** start **

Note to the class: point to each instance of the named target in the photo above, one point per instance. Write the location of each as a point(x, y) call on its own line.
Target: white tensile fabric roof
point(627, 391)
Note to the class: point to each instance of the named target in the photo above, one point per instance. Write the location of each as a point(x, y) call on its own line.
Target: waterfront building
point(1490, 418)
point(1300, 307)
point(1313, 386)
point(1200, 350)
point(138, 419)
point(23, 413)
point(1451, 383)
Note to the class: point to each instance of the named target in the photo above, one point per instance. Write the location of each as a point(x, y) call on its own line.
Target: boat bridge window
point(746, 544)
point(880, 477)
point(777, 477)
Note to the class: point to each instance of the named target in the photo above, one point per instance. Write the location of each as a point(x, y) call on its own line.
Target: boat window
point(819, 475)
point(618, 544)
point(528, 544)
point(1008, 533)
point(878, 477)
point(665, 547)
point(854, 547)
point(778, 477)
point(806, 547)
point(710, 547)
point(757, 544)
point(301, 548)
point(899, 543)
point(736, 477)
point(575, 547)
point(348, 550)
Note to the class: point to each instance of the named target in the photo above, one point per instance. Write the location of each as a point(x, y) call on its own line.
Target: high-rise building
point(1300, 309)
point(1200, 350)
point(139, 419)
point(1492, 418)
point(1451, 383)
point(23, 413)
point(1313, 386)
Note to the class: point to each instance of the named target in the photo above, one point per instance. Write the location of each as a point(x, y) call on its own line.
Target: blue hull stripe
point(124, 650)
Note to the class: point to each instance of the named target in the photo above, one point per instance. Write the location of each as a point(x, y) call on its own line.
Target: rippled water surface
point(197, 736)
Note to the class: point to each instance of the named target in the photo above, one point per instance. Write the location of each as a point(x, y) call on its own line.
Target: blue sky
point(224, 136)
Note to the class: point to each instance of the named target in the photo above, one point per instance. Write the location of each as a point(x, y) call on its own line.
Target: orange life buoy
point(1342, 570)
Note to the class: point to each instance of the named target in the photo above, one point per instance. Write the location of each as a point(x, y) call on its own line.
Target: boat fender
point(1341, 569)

** end **

_Prompt:_
Count the lines above that contain the word "boat". Reply with the number alone.

_Solution to this problem:_
3